▶ INSTRUCTIONS TO FOLLOW:
Your task is to restate the data word for word.
____ THE INPUT
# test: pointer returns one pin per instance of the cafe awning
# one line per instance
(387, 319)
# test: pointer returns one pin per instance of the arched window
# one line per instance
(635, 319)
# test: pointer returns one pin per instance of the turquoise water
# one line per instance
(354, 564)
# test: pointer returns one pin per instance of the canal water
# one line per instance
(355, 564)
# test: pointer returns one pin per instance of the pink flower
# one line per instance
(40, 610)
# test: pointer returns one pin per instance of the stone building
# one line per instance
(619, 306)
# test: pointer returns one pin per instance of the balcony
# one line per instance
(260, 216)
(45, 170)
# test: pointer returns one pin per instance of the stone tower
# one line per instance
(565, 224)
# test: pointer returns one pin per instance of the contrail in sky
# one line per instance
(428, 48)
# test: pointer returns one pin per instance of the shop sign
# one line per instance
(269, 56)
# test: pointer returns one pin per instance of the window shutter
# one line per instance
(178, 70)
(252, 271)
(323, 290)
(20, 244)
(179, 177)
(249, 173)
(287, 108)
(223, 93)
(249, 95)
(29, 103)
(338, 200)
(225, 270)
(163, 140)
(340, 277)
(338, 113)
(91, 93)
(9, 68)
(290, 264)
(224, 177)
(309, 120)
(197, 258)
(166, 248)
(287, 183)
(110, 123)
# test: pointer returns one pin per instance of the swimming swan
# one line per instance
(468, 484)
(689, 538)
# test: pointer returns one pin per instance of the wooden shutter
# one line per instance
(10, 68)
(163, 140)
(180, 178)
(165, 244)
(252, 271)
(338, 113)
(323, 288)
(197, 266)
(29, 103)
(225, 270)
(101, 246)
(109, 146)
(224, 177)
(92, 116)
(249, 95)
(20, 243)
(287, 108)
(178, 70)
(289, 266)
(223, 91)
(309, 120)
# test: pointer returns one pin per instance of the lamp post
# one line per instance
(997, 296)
________
▶ THE OUTPUT:
# test: pointer returns one pin per instance of the cafe awning
# one line per instance
(387, 319)
# test: pointer returns one pin per instance of the arched window
# one line per instance
(635, 319)
# test: pointer returns one pin per instance of the turquoise water
# one line per instance
(354, 564)
# test: pointer returns one pin per instance of the canal water
# one line per instance
(355, 564)
# test: pointer returns one pin per instance of the pink flower
# one line per instance
(40, 610)
# test: pointer returns one pin per instance of the stone building
# one line per instance
(619, 306)
# test: pointer returns one pin per instance of the balcony
# one line per instance
(260, 216)
(45, 170)
# test: pointer returns one pin per instance of the stone tower
# one line per instance
(565, 224)
# test: pointer returns one pin per instance of the contrail in sky
# one line per instance
(428, 48)
# test: pointer returns one pin per instance of the shop sign
# one line per instance
(269, 56)
# test: pointer returns one pin per instance of the window shutter
# one line per instance
(178, 70)
(252, 271)
(323, 290)
(20, 244)
(179, 177)
(249, 173)
(287, 108)
(223, 93)
(249, 95)
(29, 103)
(338, 200)
(225, 270)
(163, 140)
(340, 277)
(338, 113)
(91, 93)
(9, 68)
(290, 264)
(224, 177)
(309, 120)
(197, 258)
(166, 248)
(287, 183)
(110, 123)
# test: pointer returns one pin per instance of the swimming swan
# one line per instance
(468, 484)
(689, 538)
# test: pointer returns one pin per instance of the wooden shutter
# one line per instance
(10, 68)
(163, 140)
(180, 178)
(165, 244)
(252, 271)
(338, 113)
(323, 288)
(197, 266)
(29, 103)
(225, 270)
(101, 246)
(109, 146)
(224, 177)
(92, 116)
(249, 95)
(20, 243)
(287, 108)
(178, 70)
(289, 266)
(223, 91)
(309, 120)
# test: pointer returns one pin per instance of the lamp post
# one line per instance
(997, 296)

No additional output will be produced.